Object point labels
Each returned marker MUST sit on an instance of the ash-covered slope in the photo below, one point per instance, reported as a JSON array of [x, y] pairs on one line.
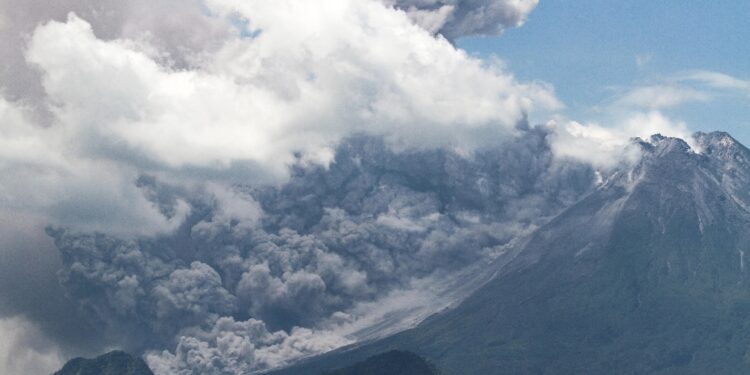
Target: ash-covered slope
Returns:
[[260, 276], [646, 275]]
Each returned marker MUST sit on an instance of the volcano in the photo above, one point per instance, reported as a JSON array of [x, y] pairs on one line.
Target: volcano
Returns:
[[647, 274]]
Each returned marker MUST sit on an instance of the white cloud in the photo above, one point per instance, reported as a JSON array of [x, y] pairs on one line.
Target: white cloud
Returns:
[[717, 80], [263, 99], [607, 147], [660, 96]]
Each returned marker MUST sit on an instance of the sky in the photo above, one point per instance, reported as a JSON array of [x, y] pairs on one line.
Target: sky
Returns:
[[128, 128], [593, 51]]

** Problem requirements **
Lay out every line of the entries above as a Markdown table with the columns "Row" and "Line". Skip blank lines and omit the pictures.

** Result of this exercise **
| Row | Line |
|---|---|
| 1 | Each returned marker MUST sit on an instance of the ash-covered slope in the photo below, one point per instance, reported as a JSON array of [x, y] pairs on one line. |
| 2 | Target: ash-covered slope |
| 3 | Returns: |
| 4 | [[260, 276], [646, 275]] |
| 5 | Each returned marker MUST sit on an instance of the volcano in the photo above, one point per instance, reported as a JSON array of [x, y] pairs on one line. |
| 6 | Target: volcano |
| 7 | Returns: |
| 8 | [[647, 274]] |
| 9 | Each returned marker MUST sit on an instance of the white cloud in the photo above, one point per instance, reported as a JSON array of [x, y] pairs on one line. |
| 10 | Target: white cloud |
| 11 | Returns: |
| 12 | [[717, 80], [263, 99], [607, 147], [660, 96]] |
| 13 | Each returned marker MUST sit on an instance of the sky in the photo above, one point per instance, reported as a JSON array of [x, y] pairs on one line. |
| 14 | Target: sky |
| 15 | Returns: |
| 16 | [[128, 128], [593, 51]] |